Given passage:
In this week's New Statesman cover story, Mehdi Hasan argues that the Arab spring has "undermined" claims by atheist intellectuals that religion is a source of violence and conflict.

Hasan highlights the writings of Jawdat Said, a little-known Muslim scholar in Syria whose advocacy of non-violence has helped inspire the protests against Bashar al-Assad's regime. Responding to secular commentators who claim that the non-violent activists behind the Arab spring drew on western, non-Muslim sources for inspiration, Hasan responds:

This isn't just simplistic, but patronising, too. Credit should be given where credit is due. Arab Muslims have been at the forefront of the non-violent protests against the region's tyrants and autocrats – and not just in Syria. In Yemen, the hijab-clad Tawakkol Karman, one of the leading organisers of the non-violent struggle against the tottering dictatorship of the country's US-backed president, Ali Abdullah Saleh, is a devout Muslim and a senior member of al-Islah, the country's conservative Islamic opposition party.

Citing Buddhist campaigners in Burma and Tibet and Jewish peace campaigners in Israel, and referring to the work of Mahatma Gandhi and Martin Luther King, Hasan writes:

Countless non-violent campaigns of resistance across the world today have been inspired and bolstered by individuals and groups rooted in religion.

 

Norman Lamont: The euro is strangling the world economy

In the Economics Column, Norman Lamont, chancellor of the exchequer under John Major from 1990-93, dissects the current eurozone crisis and looks back on tensions between the UK and Germany in 1992 over the European Exchange Rate Mechanism (ERM):

Now all the talk is of fiscal union," Lamont writes. "But the Germans do not mean what we mean by fiscal union." For the UK, this would mean a common treasury and tax system, under a single finance minister; by the German definition, however, it means "more rules, more restrictions, more external supervision of national budgets". According to Lamont: "That is unlikely to work."

If the eurozone achieves fiscal union through treaty changes, he warns, the UK must be sure to protect its own interests:

The government may have to invoke the so-called Luxembourg compromise, a little-used provision conceded to General de Gaulle, which allows governments in extremis to opt out of measures affecting important national interests.

Point annotation records:
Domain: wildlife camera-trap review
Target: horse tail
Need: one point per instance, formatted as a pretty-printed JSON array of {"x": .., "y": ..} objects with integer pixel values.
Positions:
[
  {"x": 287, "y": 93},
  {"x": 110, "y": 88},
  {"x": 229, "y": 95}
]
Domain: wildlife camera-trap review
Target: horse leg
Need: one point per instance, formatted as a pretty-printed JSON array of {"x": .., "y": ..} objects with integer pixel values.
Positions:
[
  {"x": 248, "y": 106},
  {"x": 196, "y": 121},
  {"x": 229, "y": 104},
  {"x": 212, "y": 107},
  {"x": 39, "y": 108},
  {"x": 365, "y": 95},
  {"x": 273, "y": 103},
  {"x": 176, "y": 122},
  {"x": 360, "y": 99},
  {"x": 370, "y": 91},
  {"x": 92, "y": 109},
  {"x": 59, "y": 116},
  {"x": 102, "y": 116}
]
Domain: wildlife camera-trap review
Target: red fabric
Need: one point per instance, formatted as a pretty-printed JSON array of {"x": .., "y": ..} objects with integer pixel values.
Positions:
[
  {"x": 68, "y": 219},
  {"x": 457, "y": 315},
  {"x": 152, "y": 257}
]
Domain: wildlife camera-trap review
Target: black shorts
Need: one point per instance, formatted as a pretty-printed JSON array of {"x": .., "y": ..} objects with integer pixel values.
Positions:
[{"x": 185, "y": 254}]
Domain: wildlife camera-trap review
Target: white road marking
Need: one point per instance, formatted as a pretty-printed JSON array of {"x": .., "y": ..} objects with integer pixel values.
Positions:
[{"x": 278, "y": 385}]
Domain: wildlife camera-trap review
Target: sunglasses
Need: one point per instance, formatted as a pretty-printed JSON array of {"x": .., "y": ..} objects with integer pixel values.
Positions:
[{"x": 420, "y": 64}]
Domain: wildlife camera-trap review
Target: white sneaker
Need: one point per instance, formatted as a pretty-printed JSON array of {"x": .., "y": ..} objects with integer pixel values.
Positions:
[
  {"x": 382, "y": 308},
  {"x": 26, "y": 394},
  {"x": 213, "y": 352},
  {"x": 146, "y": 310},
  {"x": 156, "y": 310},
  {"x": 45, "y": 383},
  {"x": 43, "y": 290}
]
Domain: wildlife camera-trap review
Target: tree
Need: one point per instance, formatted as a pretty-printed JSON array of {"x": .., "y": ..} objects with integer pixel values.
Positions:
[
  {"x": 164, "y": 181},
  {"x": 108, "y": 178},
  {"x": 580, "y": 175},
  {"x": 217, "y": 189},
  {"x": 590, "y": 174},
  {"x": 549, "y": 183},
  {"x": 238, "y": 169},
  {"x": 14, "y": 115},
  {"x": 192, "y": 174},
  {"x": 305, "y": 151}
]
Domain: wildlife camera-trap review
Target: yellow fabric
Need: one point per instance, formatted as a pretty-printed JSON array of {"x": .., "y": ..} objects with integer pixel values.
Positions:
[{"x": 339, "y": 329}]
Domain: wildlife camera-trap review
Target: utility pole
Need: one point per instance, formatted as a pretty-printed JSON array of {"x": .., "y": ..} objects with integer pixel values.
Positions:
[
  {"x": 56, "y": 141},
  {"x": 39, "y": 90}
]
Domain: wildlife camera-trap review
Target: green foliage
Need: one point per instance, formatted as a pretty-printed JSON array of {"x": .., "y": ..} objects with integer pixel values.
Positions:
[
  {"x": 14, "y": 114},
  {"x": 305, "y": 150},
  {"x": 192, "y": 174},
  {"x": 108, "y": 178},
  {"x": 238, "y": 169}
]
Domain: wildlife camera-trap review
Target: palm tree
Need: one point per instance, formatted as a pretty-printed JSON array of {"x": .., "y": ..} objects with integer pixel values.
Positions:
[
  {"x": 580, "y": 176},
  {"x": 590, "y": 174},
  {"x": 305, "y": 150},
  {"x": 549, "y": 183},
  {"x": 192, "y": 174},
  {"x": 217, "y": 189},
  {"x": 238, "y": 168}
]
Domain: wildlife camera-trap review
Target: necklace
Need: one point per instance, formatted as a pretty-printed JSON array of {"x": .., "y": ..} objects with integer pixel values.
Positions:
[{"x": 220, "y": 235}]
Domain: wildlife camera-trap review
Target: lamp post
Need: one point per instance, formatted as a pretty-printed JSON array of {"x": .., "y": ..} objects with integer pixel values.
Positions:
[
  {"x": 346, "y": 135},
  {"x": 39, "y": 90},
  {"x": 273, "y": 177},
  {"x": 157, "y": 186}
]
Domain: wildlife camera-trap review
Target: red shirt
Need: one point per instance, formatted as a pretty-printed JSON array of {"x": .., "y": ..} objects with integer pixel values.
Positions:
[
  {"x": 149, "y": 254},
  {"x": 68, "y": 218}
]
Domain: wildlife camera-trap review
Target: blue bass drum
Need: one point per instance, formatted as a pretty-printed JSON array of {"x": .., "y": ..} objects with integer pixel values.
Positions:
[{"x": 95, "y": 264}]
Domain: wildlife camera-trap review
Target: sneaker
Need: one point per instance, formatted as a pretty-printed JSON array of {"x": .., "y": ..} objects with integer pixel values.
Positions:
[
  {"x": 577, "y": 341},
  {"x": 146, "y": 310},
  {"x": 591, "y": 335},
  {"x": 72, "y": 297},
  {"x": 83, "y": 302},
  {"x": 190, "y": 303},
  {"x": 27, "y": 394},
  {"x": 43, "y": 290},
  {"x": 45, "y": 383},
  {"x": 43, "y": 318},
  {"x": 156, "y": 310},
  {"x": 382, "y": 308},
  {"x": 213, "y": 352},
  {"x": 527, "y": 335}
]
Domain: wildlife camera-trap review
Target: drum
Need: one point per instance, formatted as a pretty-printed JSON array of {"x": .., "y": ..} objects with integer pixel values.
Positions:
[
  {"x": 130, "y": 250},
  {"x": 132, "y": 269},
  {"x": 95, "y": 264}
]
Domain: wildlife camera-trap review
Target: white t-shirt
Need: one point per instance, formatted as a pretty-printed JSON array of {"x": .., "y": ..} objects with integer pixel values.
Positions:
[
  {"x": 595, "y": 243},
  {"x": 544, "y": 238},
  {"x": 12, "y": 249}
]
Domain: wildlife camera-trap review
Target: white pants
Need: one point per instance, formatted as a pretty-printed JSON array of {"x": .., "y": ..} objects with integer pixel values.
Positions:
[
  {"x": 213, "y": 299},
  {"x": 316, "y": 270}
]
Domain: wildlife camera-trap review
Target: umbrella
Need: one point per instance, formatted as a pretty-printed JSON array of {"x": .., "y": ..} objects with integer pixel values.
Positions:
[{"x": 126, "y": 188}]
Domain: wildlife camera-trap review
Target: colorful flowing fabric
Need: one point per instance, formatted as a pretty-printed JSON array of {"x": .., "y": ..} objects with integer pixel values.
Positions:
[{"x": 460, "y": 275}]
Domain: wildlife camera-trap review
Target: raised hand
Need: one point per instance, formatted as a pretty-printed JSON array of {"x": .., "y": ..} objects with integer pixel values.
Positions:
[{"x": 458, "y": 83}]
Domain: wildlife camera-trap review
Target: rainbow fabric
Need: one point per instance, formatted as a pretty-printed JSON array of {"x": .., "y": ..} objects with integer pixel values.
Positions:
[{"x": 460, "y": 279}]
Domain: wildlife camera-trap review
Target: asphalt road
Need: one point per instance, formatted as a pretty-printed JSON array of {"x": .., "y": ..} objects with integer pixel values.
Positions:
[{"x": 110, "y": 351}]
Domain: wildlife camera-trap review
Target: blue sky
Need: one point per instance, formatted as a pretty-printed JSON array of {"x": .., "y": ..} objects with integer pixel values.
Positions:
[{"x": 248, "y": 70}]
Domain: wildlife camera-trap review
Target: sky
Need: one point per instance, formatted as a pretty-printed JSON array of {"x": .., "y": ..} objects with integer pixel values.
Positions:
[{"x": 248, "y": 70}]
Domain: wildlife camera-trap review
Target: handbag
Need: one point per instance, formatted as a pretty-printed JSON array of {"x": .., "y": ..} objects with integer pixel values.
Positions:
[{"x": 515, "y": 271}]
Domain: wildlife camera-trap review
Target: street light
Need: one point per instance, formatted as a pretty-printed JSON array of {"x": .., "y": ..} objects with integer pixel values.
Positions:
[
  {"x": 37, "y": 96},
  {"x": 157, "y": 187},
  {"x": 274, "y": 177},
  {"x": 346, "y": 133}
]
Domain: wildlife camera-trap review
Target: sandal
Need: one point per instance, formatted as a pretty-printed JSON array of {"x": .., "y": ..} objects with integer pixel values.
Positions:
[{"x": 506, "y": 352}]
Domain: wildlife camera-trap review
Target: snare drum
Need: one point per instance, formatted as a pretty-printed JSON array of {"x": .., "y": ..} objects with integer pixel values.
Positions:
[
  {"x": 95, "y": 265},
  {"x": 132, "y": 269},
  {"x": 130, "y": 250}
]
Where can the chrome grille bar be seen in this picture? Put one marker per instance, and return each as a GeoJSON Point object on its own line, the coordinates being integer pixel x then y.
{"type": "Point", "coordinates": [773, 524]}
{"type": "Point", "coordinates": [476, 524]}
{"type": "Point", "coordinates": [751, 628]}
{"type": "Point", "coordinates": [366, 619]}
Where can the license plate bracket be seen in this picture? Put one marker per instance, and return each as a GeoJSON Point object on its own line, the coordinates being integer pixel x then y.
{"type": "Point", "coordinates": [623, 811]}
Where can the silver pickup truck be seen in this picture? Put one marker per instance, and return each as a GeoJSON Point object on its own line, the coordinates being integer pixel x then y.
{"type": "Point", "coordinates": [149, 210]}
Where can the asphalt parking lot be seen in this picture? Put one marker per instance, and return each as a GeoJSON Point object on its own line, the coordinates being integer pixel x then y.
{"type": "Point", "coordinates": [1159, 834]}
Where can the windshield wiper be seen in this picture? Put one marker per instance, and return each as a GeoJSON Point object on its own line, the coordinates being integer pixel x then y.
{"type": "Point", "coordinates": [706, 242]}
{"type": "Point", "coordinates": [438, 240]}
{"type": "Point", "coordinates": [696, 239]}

Actions to take:
1/ In the New Statesman preview, list every person named before the heading "Norman Lamont: The euro is strangling the world economy".
2/ Reproduce the New Statesman preview word for word from "In this week's" to "violence and conflict.".
3/ Take the New Statesman preview further, starting after its final sentence.

Results of the tasks:
1/ Mehdi Hasan, Jawdat Said, Bashar al-Assad, Tawakkol Karman, Ali Abdullah Saleh, Mahatma Gandhi, Martin Luther King

2/
In this week's New Statesman cover story, Mehdi Hasan argues that the Arab spring has "undermined" claims by atheist intellectuals that religion is a source of violence and conflict.

3/
He argues that "denial has been a constant theme of the crisis" and that although the "Germans want the euro to survive . . . they are not prepared to depart one iota from the rigorous [economic] discipline that has served them well". Although this does not surprise Lamont, he is "seriously" worried by Chancellor Angela Merkel's recognition that it may take years to resolve the difficulty in the eurozone – "a threat to our economy and, indeed, that of the world".

 

2011: The year in pictures

Also in this end-of-year special, Alex Preston reflects on a turbulent 12 months for the seven billion people across the world, from Japan's nuclear meltdown and the English summer riots to the eurozone crisis and the Arab spring.

Preston's article is accompanied by a ten-page picture essay, curated by the NS photo editor, Rebecca McClelland, which brings together the most unforgettable images from a year marked by earthquakes, tornados and floods, phone-hacking, Bin Laden's death and social unrest from Tahrir Square to Wall Street.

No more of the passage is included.